◆ Textausschnitt ◆
● ● ● ●

# im Hohlweg die Felsenwände



## osa_menor

Hallo an alle,

ich benötige Hilfe bei der Übersetzung der folgenden Textzeile aus einem Gedicht (Max Dauthendey 1867 – 1918): 

"Nach meiner Sprache Klang und an meinem Gang kennen mich die Gelände und im Hohlweg die Felsenwände."

Mein Versuch:
Según el tono de mi lenguaje y mi modo de andar me conocen los campos y ??

Das Bild, das ich zu den Worten "im Hohlweg die Felsenwände" im Kopf habe, ist in etwa dieses:


Aber ich finde keine passende Bezeichnung dafür im Spanischen.

Vielen Dank im Voraus.


----------



## Tonerl

Hier ein Vorschlag, den vielleicht ein(e) Muttersprachler(in) verifizieren  sollte:

_*a mi modo de andar me conocen los terrenos y en la cañada las paredes de roca*_
an meinem Gang kennen mich die Geländer und im Hohlweg die Felsenwände

LG


----------



## ayuda?

*Re:* "Nach meiner Sprache Klang und an meinem Gang kennen mich - *die Gelände und im Hohlweg die Felsenwände*."

● ● ● ●

◆ Angezeigte Informationen ◆

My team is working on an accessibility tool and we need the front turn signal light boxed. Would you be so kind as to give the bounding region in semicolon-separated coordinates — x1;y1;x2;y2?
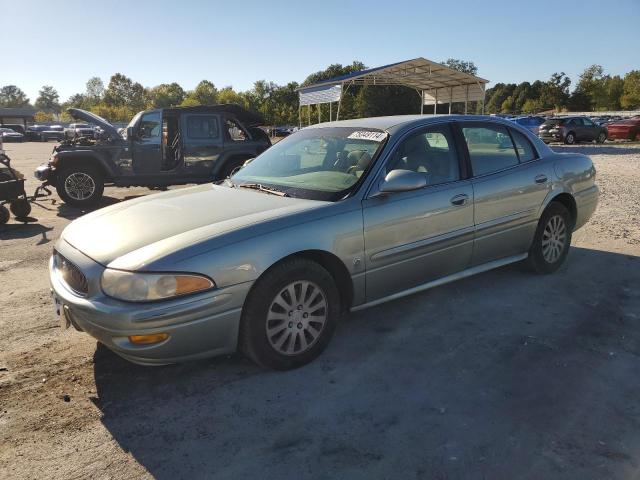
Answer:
129;333;169;345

● ● ● ●

◆ Aufgaben ◆
- 1) Stimmen die folgenden Aussagen mit dem Textausschnitt über die Übersetzung einer Gedichtzeile überein? Beantworte jede mit Ja oder Nein und zitiere die entscheidenden Worte wörtlich. (a) Die Gedichtzeile stammt von Max Dauthendey. (b) Tonerl hält den eigenen Vorschlag für gesichert. (c) osa_menor hat für „im Hohlweg die Felsenwände“ bereits eine passende spanische Bezeichnung gefunden.
- 2) Führe den Textausschnitt über die Übersetzung einer Gedichtzeile fort.

◆ Antworten je Aufgabe ◆
- 1)
(a) Ja: „aus einem Gedicht (Max Dauthendey 1867 – 1918)“
(b) Nein: „den vielleicht ein(e) Muttersprachler(in) verifizieren“
(c) Nein: „Aber ich finde keine passende Bezeichnung dafür im Spanischen.“

- 2)
*No soy nativo pero diríá:*
...el terreno y en el barranco/la quebrada los peñascos

*Felsenwände* = **(_más literalmente —las vertientes rocosas/las paredes rocosas_)


----------



## osa_menor

Vielen Dank Tonerl und ayuda?,

das Wort _peñascos_ scheint mir hier passend, es war mir bei meiner Suche in Leo&Co nicht über den Weg gelaufen. 
Lassen sich die Begriffe _cañada _und _peñascos _kombinieren? _Barranco_ und_ quebrada _erscheinen mir sehr gewaltig.


----------



## Tonerl

„_*die Gelände“ ( Pluraletantum) und im Hohlweg die Felsenwände 
„los terrenos*_“ y en la cañada los acantilados/despeñaderos

_*Schlucht
Abgrund*_
barranco

_*großer Felsen 
Felsblock *_
peñasco_* 

der Hohlweg *_
la cañada

_*Felswand *_
pared de una roca (literalmente)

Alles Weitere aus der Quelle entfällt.